■ Image point grounding data:
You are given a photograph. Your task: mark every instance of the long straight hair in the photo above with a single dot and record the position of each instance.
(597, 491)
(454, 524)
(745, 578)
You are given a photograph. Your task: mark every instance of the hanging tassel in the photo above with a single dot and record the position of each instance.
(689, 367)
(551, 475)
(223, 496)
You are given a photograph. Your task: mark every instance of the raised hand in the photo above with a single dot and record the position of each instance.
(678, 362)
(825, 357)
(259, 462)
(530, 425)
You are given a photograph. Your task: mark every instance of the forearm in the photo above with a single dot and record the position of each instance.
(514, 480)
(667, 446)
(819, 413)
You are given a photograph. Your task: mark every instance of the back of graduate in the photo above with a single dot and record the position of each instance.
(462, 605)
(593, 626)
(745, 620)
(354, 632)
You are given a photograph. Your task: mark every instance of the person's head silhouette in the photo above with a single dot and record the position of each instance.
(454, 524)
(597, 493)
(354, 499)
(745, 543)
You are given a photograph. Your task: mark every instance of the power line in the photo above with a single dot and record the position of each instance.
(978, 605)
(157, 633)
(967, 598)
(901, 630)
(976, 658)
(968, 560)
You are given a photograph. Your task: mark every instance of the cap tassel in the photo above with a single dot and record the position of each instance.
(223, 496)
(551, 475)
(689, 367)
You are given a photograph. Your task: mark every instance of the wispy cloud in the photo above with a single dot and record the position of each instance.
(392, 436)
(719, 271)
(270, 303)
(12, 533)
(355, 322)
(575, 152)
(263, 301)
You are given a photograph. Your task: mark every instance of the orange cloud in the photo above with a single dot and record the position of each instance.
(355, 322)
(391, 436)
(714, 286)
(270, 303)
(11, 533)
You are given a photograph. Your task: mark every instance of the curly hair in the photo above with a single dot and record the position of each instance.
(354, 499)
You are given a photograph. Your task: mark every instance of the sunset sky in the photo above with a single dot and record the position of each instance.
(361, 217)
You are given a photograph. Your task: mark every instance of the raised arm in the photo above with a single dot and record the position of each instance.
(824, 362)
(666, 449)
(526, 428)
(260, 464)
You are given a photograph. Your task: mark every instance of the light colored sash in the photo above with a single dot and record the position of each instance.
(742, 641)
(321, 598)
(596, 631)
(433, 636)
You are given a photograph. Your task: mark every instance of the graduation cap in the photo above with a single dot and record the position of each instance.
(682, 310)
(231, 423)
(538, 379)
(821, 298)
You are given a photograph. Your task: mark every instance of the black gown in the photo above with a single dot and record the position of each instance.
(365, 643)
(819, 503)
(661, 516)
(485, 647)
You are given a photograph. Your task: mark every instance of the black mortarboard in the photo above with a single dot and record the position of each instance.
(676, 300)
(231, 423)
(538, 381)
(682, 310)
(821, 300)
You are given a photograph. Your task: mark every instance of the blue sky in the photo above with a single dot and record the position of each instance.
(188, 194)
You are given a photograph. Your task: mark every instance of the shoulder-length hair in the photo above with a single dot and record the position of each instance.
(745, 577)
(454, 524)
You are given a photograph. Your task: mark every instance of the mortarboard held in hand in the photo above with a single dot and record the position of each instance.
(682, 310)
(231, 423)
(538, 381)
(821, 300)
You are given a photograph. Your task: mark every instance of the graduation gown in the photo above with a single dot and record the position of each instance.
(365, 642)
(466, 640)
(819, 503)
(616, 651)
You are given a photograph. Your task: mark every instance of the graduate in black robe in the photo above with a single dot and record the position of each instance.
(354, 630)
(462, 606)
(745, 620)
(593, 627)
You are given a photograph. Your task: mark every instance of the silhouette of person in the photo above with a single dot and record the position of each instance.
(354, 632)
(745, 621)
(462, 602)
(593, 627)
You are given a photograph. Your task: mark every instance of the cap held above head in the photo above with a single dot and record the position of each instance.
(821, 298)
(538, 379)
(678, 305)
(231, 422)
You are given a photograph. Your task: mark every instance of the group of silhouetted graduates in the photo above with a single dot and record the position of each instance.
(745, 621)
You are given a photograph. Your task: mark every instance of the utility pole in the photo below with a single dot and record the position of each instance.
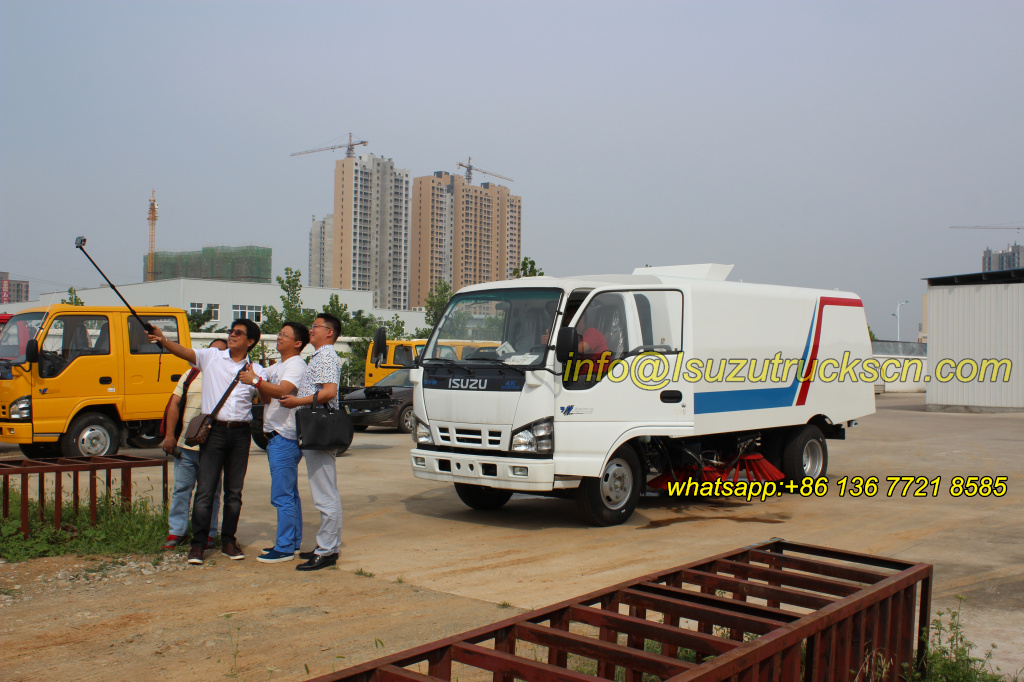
(151, 261)
(896, 315)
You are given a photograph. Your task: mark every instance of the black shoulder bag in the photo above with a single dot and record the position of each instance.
(320, 427)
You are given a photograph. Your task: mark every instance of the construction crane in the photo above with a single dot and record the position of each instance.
(151, 261)
(349, 148)
(470, 168)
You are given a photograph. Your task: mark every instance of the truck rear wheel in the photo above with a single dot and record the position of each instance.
(407, 422)
(610, 499)
(805, 454)
(480, 498)
(91, 434)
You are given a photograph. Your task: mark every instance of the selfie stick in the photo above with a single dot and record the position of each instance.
(80, 244)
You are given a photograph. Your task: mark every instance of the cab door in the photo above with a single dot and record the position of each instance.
(76, 368)
(151, 373)
(639, 332)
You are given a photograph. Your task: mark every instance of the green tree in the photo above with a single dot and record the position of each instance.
(73, 298)
(199, 320)
(527, 268)
(291, 302)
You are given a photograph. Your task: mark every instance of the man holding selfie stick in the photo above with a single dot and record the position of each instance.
(226, 450)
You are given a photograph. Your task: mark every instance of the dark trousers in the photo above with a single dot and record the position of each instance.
(225, 451)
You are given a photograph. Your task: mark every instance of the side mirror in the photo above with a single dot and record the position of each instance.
(32, 350)
(566, 342)
(379, 353)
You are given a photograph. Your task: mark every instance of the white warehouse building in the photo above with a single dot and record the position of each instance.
(228, 300)
(976, 322)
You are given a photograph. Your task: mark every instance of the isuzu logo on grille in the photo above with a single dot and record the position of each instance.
(478, 384)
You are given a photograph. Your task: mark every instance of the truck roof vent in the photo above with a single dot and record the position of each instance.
(695, 271)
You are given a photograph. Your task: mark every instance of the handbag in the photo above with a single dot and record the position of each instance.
(200, 425)
(320, 427)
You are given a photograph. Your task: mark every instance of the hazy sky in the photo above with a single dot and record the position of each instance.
(826, 144)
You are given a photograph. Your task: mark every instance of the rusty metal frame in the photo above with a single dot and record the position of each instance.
(773, 611)
(60, 466)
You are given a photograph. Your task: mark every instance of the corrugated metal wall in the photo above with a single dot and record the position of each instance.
(977, 322)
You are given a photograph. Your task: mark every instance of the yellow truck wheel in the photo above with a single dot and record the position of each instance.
(91, 434)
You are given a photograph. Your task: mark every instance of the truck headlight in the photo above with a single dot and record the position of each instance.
(20, 409)
(421, 434)
(536, 437)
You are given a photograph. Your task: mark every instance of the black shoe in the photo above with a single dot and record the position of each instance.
(318, 561)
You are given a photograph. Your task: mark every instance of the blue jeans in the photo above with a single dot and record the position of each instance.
(185, 469)
(283, 455)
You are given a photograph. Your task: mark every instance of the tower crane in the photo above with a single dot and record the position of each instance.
(986, 226)
(470, 168)
(349, 148)
(151, 261)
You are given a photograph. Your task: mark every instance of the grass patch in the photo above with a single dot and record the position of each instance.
(136, 529)
(951, 655)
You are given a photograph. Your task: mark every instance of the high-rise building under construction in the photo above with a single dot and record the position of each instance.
(246, 263)
(370, 231)
(462, 233)
(321, 252)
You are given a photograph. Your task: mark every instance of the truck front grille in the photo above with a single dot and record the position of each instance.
(463, 437)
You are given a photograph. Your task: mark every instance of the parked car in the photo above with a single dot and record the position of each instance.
(388, 402)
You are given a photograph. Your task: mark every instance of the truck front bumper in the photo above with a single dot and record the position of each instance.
(503, 472)
(15, 432)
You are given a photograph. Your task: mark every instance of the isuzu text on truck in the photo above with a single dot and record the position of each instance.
(591, 385)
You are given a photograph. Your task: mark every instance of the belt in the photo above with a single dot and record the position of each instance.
(230, 425)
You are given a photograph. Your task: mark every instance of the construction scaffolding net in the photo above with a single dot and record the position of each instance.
(246, 263)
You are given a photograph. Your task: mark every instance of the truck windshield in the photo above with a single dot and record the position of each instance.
(507, 326)
(16, 334)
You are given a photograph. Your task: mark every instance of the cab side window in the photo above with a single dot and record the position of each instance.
(402, 355)
(72, 337)
(138, 342)
(660, 314)
(603, 337)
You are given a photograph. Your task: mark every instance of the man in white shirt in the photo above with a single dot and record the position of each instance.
(226, 450)
(321, 383)
(283, 452)
(185, 457)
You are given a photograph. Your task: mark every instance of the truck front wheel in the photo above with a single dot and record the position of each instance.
(91, 434)
(805, 454)
(610, 499)
(480, 498)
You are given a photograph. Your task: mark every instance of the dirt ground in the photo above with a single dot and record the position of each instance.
(417, 565)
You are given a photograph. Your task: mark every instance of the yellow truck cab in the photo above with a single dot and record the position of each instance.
(400, 354)
(82, 381)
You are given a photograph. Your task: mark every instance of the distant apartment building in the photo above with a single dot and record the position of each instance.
(12, 291)
(1011, 258)
(321, 252)
(246, 263)
(371, 229)
(462, 233)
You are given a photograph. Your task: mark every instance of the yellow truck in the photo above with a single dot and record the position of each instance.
(83, 381)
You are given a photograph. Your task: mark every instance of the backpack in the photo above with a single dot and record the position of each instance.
(193, 373)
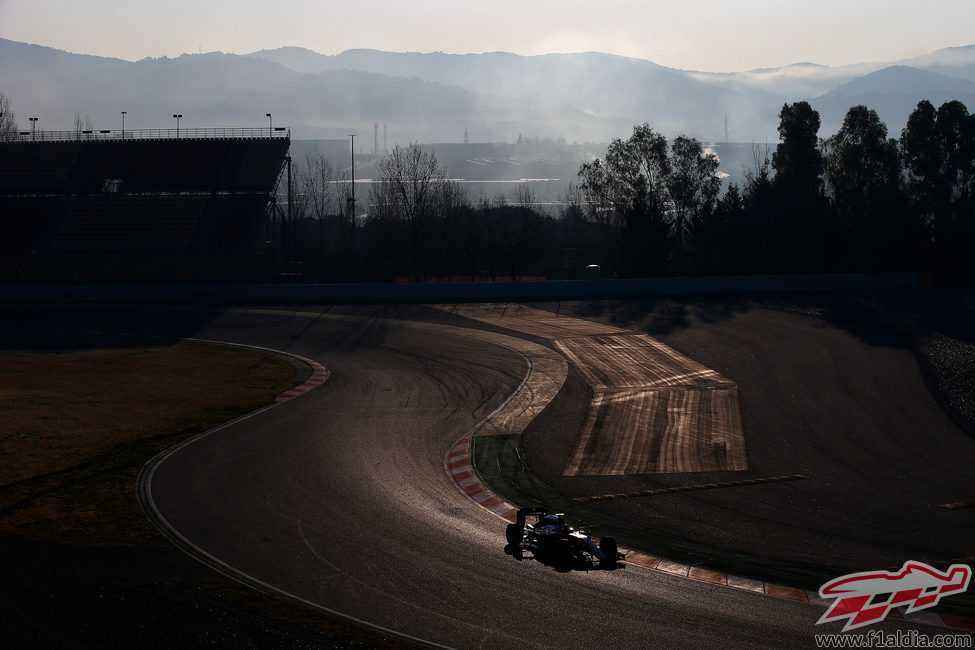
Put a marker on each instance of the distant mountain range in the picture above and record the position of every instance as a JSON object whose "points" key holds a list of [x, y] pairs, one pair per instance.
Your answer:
{"points": [[439, 97]]}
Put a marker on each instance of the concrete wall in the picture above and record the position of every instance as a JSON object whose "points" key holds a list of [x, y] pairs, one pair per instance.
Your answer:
{"points": [[463, 292]]}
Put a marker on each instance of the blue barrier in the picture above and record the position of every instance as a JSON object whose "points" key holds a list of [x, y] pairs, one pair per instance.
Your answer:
{"points": [[460, 292]]}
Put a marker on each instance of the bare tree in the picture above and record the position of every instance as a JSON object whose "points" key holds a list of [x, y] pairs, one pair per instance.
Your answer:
{"points": [[408, 188]]}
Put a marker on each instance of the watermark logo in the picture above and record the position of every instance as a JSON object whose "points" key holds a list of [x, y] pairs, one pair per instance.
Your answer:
{"points": [[866, 598]]}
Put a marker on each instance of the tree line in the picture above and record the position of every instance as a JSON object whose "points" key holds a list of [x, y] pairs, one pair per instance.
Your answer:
{"points": [[857, 201]]}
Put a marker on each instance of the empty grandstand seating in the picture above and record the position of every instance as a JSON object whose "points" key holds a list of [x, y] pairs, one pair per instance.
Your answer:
{"points": [[196, 196]]}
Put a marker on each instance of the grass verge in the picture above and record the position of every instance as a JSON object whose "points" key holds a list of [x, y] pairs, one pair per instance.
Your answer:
{"points": [[76, 426]]}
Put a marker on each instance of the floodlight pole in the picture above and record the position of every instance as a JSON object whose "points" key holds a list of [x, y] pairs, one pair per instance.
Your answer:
{"points": [[352, 135]]}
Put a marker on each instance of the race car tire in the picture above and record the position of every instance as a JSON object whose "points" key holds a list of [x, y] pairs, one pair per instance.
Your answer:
{"points": [[608, 547], [513, 533]]}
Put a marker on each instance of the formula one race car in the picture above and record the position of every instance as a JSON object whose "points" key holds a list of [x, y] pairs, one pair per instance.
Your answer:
{"points": [[553, 542]]}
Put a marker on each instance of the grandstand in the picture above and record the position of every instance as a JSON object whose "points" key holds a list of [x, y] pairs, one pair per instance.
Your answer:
{"points": [[138, 206]]}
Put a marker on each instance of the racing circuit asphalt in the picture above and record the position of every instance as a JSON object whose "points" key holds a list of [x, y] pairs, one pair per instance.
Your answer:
{"points": [[339, 499]]}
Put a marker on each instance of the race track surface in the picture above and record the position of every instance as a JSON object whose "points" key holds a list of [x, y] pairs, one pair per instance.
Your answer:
{"points": [[339, 499]]}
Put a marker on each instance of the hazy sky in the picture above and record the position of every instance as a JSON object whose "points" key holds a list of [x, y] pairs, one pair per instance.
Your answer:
{"points": [[729, 35]]}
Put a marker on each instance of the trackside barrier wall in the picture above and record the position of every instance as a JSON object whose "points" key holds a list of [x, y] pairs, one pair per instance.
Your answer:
{"points": [[461, 292]]}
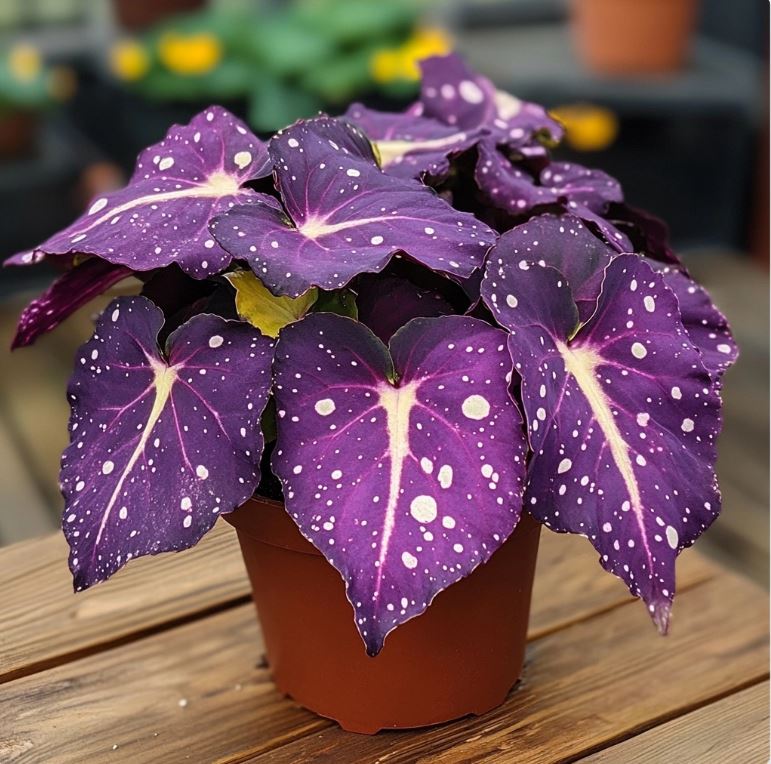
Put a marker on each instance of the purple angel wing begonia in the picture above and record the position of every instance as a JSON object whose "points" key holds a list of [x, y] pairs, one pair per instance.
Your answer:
{"points": [[405, 469], [162, 215], [160, 444], [622, 418], [563, 243], [707, 327], [584, 192], [386, 303], [455, 95], [70, 291], [344, 216], [408, 145]]}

■ EXERCISE GOAL:
Show me all lines in the records that contain "barrier".

■ RESPONSE TO THIS TASK:
Put a marker on each instance of the blue barrier in the picture above and record the position of every instance as a JSON object whose "points" key holds a list of [x, y] pairs, one pair per instance.
Put a marker on each instance of the trackside barrier wall in the picture above and record the position of every instance as a JSON object whose "points" key holds a list of [x, y] pairs, one pair per instance.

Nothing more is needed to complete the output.